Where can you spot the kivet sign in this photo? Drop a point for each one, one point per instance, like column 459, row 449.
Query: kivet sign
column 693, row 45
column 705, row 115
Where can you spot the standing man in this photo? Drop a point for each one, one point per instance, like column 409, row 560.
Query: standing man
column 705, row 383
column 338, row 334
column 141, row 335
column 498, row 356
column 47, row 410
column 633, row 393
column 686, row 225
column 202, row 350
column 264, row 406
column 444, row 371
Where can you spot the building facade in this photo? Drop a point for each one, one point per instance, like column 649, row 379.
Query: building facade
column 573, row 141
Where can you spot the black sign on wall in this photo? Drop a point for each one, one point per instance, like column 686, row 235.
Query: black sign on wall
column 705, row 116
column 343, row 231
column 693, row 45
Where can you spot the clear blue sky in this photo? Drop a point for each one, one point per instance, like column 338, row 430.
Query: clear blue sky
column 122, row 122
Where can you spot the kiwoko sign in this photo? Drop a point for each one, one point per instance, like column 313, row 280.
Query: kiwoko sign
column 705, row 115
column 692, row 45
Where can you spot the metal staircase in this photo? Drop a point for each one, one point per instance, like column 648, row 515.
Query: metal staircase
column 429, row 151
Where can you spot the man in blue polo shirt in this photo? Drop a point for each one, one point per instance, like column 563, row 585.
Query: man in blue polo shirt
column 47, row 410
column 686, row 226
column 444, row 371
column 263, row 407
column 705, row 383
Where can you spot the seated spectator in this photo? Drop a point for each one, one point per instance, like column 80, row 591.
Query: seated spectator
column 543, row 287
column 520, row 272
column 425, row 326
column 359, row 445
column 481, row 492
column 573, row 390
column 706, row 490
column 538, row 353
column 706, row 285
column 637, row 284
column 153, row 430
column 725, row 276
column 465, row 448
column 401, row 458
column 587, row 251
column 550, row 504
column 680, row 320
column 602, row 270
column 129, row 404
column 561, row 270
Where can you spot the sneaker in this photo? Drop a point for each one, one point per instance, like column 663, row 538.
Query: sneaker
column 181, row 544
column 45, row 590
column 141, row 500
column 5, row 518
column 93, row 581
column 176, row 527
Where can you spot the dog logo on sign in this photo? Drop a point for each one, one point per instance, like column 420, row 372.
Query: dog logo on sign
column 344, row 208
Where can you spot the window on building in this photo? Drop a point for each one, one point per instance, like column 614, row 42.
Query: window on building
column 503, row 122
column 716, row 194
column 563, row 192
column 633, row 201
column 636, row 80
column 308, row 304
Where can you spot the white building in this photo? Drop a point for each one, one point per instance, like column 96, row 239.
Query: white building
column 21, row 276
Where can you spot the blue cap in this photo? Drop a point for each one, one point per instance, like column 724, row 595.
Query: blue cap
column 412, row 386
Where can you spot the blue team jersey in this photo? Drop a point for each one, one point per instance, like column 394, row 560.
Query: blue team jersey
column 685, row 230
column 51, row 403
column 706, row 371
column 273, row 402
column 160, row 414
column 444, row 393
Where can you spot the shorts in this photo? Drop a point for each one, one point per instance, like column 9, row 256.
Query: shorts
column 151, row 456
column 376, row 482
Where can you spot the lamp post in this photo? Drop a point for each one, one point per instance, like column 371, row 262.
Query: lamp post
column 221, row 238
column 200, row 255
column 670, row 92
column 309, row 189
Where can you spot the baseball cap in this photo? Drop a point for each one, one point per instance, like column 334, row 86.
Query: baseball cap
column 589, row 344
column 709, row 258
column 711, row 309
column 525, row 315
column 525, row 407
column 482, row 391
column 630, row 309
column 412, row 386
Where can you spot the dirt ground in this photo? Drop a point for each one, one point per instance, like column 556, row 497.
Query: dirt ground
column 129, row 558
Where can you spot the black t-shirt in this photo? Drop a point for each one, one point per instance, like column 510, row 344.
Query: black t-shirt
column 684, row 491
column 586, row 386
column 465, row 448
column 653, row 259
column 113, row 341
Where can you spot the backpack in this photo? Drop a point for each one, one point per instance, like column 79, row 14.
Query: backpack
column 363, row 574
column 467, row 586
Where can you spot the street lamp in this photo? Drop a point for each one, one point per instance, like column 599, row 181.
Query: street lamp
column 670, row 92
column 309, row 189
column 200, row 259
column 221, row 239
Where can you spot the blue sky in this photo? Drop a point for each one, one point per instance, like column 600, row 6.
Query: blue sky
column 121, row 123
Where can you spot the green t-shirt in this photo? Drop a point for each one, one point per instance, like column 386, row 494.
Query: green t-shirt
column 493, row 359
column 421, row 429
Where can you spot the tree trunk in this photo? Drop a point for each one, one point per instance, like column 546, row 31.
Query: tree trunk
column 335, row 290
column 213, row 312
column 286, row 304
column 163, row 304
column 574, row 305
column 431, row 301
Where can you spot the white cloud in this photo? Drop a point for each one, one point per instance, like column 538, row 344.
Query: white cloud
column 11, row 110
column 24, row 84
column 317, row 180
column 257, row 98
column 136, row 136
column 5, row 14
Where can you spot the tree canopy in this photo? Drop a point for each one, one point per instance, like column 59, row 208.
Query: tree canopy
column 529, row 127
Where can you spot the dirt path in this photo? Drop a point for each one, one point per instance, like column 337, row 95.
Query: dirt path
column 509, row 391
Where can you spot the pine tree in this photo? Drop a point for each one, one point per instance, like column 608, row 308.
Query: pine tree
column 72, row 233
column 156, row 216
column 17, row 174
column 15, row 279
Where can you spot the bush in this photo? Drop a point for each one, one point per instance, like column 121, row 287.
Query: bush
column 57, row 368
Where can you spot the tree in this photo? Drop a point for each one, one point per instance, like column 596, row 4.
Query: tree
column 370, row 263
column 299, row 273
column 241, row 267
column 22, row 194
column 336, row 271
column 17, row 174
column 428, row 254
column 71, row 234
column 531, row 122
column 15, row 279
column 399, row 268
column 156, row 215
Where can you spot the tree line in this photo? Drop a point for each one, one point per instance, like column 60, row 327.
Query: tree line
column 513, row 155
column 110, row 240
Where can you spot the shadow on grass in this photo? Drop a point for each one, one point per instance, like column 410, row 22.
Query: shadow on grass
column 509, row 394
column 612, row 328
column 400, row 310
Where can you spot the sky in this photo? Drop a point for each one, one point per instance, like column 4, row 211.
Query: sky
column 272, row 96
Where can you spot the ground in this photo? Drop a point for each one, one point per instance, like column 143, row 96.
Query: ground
━━━━━━━━━━━━━━━━━━━━━━━━━━━━━━
**Work task**
Could you reproduce every record above exactly as it appears?

**Answer for this exercise**
Where can you spot the kivet sign in this photo? Drop a point for each one, one point per instance, like column 459, row 449.
Query: kivet sign
column 693, row 45
column 705, row 115
Where can you spot the standing man in this photo? Drop a point for each one, one point per instance, like column 409, row 560.
Query: standing man
column 705, row 383
column 338, row 334
column 141, row 335
column 498, row 356
column 47, row 410
column 633, row 393
column 686, row 225
column 202, row 350
column 264, row 406
column 444, row 371
Where can you spot the building facade in this photo? Drop a point for each one, one point per instance, like column 649, row 379.
Query: building facade
column 573, row 141
Where can you spot the black sign on wall in this photo? Drop a point for each one, one point per instance, like column 686, row 235.
Query: black sign on wall
column 705, row 116
column 343, row 231
column 693, row 45
Where can you spot the clear blue sky in this photo? Drop a point for each one, one point per instance, like column 338, row 430.
Query: clear blue sky
column 122, row 122
Where can you spot the kiwoko sign in this photo? Drop a point for each one, one point per instance, like column 313, row 280.
Query: kiwoko sign
column 705, row 115
column 692, row 45
Where can you spot the metal staircase in this photo? Drop a point for each one, one point per instance, like column 648, row 515.
Query: metal staircase
column 429, row 151
Where can you spot the man in blue polo shirt in this photo? Drop a point for each one, one point per instance, like column 563, row 585.
Query: man in blue polo shirt
column 47, row 410
column 686, row 226
column 444, row 371
column 263, row 407
column 705, row 383
Where can you spot the seated spectator in this photo? Drop a point for each one, one point per instance, like column 80, row 591.
Query: seated spectator
column 543, row 287
column 520, row 272
column 425, row 326
column 359, row 445
column 481, row 492
column 573, row 390
column 706, row 490
column 538, row 353
column 706, row 285
column 637, row 284
column 153, row 430
column 725, row 276
column 465, row 448
column 401, row 458
column 587, row 251
column 550, row 504
column 680, row 320
column 602, row 270
column 129, row 404
column 561, row 270
Where can you spot the sneaker in this photo? Drop a point for each one, one point per instance, like column 663, row 538.
Query: sneaker
column 181, row 544
column 45, row 590
column 141, row 500
column 5, row 518
column 93, row 581
column 176, row 527
Where can you spot the dog logo on sign in this photo? Drop a point for each one, one point per instance, like column 420, row 372.
Query: dog logo on sign
column 344, row 208
Where can you spot the window on building in this photo? Drop a point for each one, one point per instance, like column 614, row 42.
Query: window on building
column 503, row 122
column 716, row 194
column 563, row 192
column 633, row 201
column 636, row 80
column 308, row 304
Where can you spot the white building in this photo? Drop a point for each one, one point per instance, like column 96, row 239.
Query: white building
column 21, row 276
Where can you spot the blue cap in this photo? Drop a point for each one, one point per instance, like column 724, row 595.
Query: blue cap
column 412, row 386
Where can you spot the blue team jersey in this photo? Drop a point for each one, one point per instance, like column 394, row 560.
Query: blue team jersey
column 685, row 230
column 51, row 403
column 706, row 371
column 273, row 402
column 160, row 414
column 444, row 393
Where can you spot the shorts in this photo? Drop a point for each one, one point per instance, like column 9, row 256.
Query: shorts
column 151, row 456
column 376, row 482
Where can you spot the lamp post in this photo? Drop a point for each one, one point per instance, like column 371, row 262.
Query: lamp post
column 221, row 238
column 200, row 255
column 670, row 92
column 309, row 189
Where can you spot the baseball cap in this photo? Drop a point for each one, one point per instance, like column 334, row 86.
Query: baseball cap
column 589, row 344
column 709, row 258
column 711, row 309
column 525, row 315
column 525, row 407
column 482, row 391
column 630, row 309
column 412, row 386
Where can you spot the dirt ground in this photo? Drop a point for each one, one point per instance, like column 556, row 497.
Query: dirt ground
column 129, row 558
Where can you spot the black t-shirt in this photo? Drop a point for each one, one point per instance, like column 510, row 344.
Query: black t-shirt
column 684, row 491
column 586, row 386
column 465, row 448
column 653, row 259
column 113, row 341
Where can you spot the backpack in this photo? Drop a point for each one, one point per instance, like column 79, row 14.
Query: backpack
column 363, row 574
column 467, row 586
Where can you spot the street lamp in this photo? Drop a point for each one, one point per instance, like column 599, row 181.
Query: street lamp
column 670, row 92
column 309, row 189
column 200, row 259
column 221, row 239
Where can you spot the blue sky in this photo? Drop a point for each one, one point per instance, like column 600, row 6.
Query: blue sky
column 121, row 123
Where can you spot the green t-shirt in this photo? Drop a point for each one, one point per instance, like column 386, row 494.
Query: green t-shirt
column 493, row 359
column 421, row 429
Where can you spot the tree trunk in this photo? Drop a point for each one, one point per instance, like column 546, row 31.
Query: tree trunk
column 335, row 290
column 213, row 312
column 286, row 304
column 163, row 304
column 574, row 305
column 431, row 301
Where can you spot the white cloud in this photo? Drop a point for each one, one point per instance, like column 538, row 344.
Query: white cloud
column 11, row 110
column 24, row 84
column 317, row 180
column 257, row 98
column 136, row 136
column 5, row 14
Where can you spot the tree canopy in this photo? Drop a point for each one, one point per instance, like column 59, row 208.
Query: tree canopy
column 529, row 127
Where can you spot the dirt path in this photo? Drop a point for each one, one point per instance, like column 337, row 95.
Query: dirt path
column 509, row 391
Where can you spot the pine tree in this photo? Drop a point for each one, one point per instance, like column 608, row 308.
Query: pine tree
column 72, row 233
column 156, row 216
column 17, row 174
column 15, row 279
Where can you spot the bush in this photo? Drop a point for each one, one point per instance, like column 121, row 287.
Query: bush
column 57, row 368
Where can you spot the tree in this photo? Drop a point for each one, one point per instance, like column 596, row 4.
Query: tree
column 370, row 263
column 299, row 273
column 241, row 267
column 22, row 194
column 336, row 271
column 17, row 174
column 428, row 254
column 71, row 234
column 531, row 122
column 15, row 279
column 399, row 268
column 156, row 215
Where can you spot the tree line in this photo? Drop a point for each one, one point per instance, like column 60, row 327.
Query: tree line
column 513, row 155
column 110, row 240
Where can you spot the shadow on grass in this photo? Drop a point for each one, one point per instance, like column 410, row 22.
Query: shadow on grass
column 509, row 394
column 612, row 328
column 400, row 310
Where can you spot the sky in this photo? Drop a point for each one, one point per instance, like column 4, row 211.
Query: sky
column 272, row 96
Where can you spot the ground in this photo? Drop a point for each one, one point per instance, like column 143, row 96.
Query: ground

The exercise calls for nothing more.